**Excerpted passage:**
%%

Gl es 300 layout std140

solan-solan commented 11 months ago

axmol version: dev
devices test on: windows
developing environments
- NDK version: r23c
- Xcode version: 14.2
- Visual Studio:
  - VS version: 2019 (16.11), 2022 (17.6+)
  - MSVC version: 1929, 1934, 19.35, 19.36, 19.37
  - Windows SDK version: 10.0.22621.0
- cmake version: Steps to Reproduce:

I started to port shaders in my project from gles 1 to gles 3 and stuck with the similar issue https://stackoverflow.com/questions/15616558/regarding-arrays-in-layout-std140-uniform-block-for-opengl For example stride between elements inside float array will equal sizeof(vec4) if this array declared with std140. Sorry, I can't check testcpp right now, but there are some arrays like _pointLightUniformRangeInverseValues which simply pass to the uniform block. Can someone confirm that they are handled properly?

Ps. I chose to do all arrays with vec4 base type if they intended for shader to minimize calculation on the core side

aismann commented 11 months ago

Steps to Reproduce:
@solan-solan Maybe some more info will help to reproduce this issue.

%%

**Things to do:**
a) From the std140 issue thread, extract the passage from "Gl es 300 layout" up to and including "(16.11), 2022 (17.6+)".
b) In the std140 issue thread, what does the reporter say the stride between elements of a float array equals when the array is declared with std140?
c) Write what follows the last comment in the std140 issue thread.

**Record excerpts:**
%%

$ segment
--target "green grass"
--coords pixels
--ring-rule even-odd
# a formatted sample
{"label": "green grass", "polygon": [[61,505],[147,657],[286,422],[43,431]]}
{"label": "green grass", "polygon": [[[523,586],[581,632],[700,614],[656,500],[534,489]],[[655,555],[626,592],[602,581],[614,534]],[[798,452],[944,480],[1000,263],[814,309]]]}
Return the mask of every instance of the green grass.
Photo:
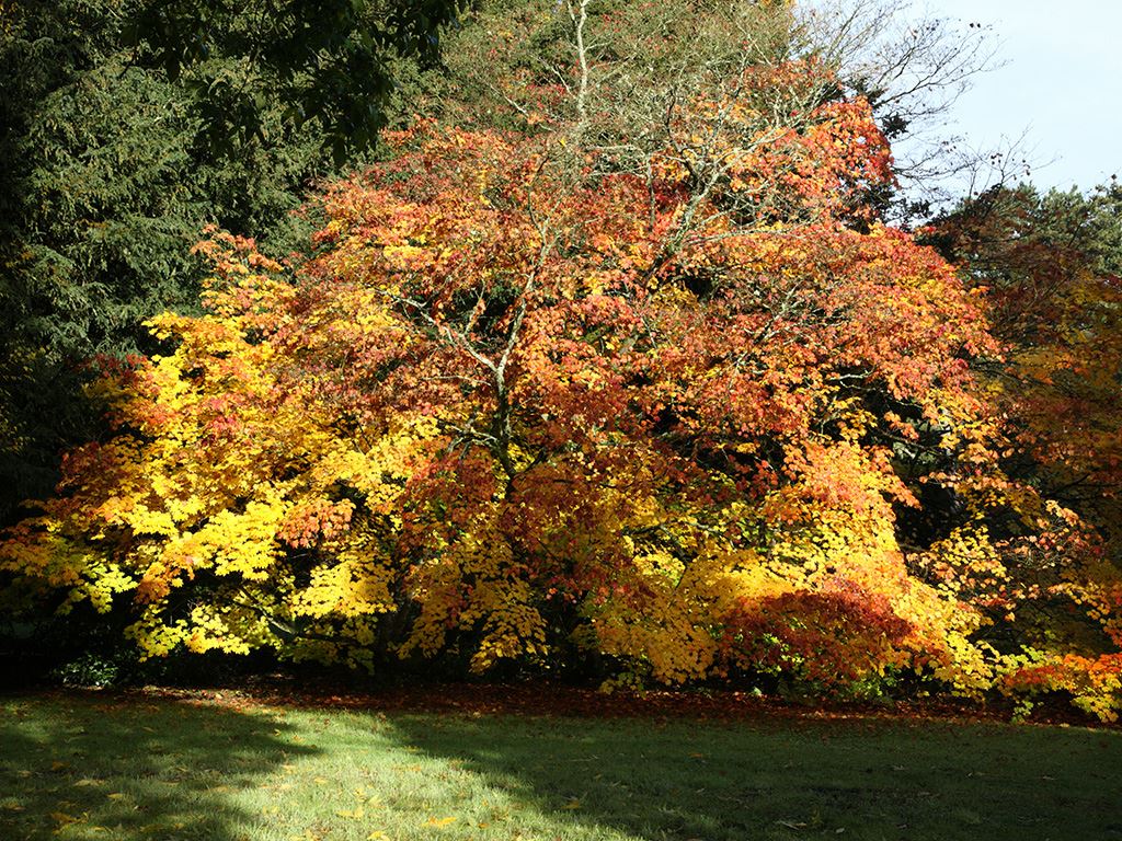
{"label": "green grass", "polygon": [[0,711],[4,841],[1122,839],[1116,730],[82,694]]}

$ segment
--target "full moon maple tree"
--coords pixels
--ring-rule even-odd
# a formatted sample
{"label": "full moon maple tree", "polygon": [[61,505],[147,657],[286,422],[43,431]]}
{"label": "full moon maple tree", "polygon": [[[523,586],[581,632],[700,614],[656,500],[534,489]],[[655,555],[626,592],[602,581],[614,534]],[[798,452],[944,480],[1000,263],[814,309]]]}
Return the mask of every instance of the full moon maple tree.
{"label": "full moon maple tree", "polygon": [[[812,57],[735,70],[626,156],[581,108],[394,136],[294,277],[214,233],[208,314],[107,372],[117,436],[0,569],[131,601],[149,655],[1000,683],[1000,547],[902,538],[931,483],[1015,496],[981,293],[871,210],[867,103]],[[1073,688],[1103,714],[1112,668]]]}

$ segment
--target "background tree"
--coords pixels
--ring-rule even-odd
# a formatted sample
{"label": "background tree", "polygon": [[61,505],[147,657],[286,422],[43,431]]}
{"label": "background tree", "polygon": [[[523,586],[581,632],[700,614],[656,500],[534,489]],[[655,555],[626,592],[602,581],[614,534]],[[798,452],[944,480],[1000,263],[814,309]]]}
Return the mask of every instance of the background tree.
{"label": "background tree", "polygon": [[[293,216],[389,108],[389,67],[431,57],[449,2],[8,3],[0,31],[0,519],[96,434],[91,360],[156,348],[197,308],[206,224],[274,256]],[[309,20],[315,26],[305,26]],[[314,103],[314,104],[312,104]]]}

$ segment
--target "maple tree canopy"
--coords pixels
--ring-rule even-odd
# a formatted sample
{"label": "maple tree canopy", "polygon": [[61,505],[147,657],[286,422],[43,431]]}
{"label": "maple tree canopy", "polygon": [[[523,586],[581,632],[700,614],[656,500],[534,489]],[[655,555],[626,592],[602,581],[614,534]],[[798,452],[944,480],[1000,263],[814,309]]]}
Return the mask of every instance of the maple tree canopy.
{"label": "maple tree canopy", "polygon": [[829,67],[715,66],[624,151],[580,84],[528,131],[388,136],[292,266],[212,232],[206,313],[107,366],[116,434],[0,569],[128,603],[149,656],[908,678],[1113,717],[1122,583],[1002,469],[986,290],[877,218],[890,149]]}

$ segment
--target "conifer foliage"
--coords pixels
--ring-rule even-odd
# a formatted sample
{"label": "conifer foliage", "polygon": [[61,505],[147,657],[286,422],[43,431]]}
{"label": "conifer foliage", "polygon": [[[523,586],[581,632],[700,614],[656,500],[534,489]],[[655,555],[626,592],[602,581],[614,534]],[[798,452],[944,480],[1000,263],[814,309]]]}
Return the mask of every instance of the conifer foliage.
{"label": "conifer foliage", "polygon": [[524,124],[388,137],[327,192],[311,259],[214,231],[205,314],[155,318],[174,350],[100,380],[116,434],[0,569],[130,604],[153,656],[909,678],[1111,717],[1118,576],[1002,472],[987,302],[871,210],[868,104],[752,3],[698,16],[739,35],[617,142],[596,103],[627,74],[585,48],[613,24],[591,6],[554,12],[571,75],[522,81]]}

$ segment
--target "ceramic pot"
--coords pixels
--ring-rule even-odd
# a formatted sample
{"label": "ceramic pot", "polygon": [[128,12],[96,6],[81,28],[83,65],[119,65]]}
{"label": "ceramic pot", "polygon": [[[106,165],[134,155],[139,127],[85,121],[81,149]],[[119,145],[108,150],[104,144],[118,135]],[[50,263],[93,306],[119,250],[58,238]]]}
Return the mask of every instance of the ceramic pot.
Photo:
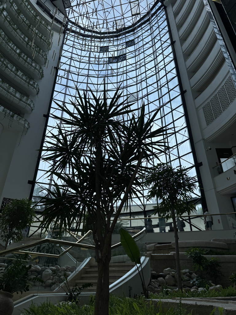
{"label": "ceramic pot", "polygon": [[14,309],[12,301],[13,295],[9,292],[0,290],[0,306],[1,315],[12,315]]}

%%

**Task answers:**
a)
Gl es 300 layout std140

solan-solan commented 11 months ago

axmol version: dev
devices test on: windows
developing environments
- NDK version: r23c
- Xcode version: 14.2
- Visual Studio:
  - VS version: 2019 (16.11), 2022 (17.6+)

b) sizeof(vec4)

c)
solan-solan commented 11 months ago

@aismann There is Terrain class with the following code to update _udetailSize :

And the shader code to process this uniform (_terrainfs):

If this issue exists then you should observe the following thing after uniform updated on the core side:

shader...............................|........................cpu

u_detailSize[0]............... |.........................detailMapSize[0] 0...........................................|.........................detailMapSize[1] 0...........................................|.........................detailMapSize[2] 0...........................................|.........................detailMapSize[3] u_detailSize[1] 0 0 0 u_detailSize[2] 0 0 0 u_detailSize[3]

It means that v_texCoord should always equal vec(0,0) for _u_tex1, u_tex2, utex3 Check please cpptest, if you could see just one texture on the terrain and three simple spots ps I will do it a little later

solan-solan commented 11 months ago

I built cpp_test and can confirm the issue (for some reason there is no Content folder in the cpp_test in my rebaised repo).

Now, the picture in the first terrain test is:

If code will be changed to this:

The picture becomes:

halx99 commented 11 months ago

The detailMapSize is float[4] not vec3 confuse me

halx99 commented 11 months ago

The detailMapSize is float[4] not vec3 confuse me

I known, array base element size is vec4, so float[4] layout equals to vec4[4]

And edit terrain.frag, change float u_detailSize[4] to vec4 u_detailSize also solve this issue.

NOTE: float u_detailSize[4] is bad to GLES3, so should be documented at 2.1 release notes, developer should avoid use it, because it will cost much GPU memory.

halx99 commented 11 months ago

A possible compatible solution in base.glsl:

#if !defined(GLES2)
#define vfloat_def(var, count) vec4 var[(count + 3) / 4]
#define vfloat_at(x,y) x[y/4][y%4]
#else
#define vfloat_def(var,count) float var[count]
#define vfloat_at(x,y) x[y]
#endif

usage:

#version 310 es
precision highp float;
precision highp int;

#include "base.glsl"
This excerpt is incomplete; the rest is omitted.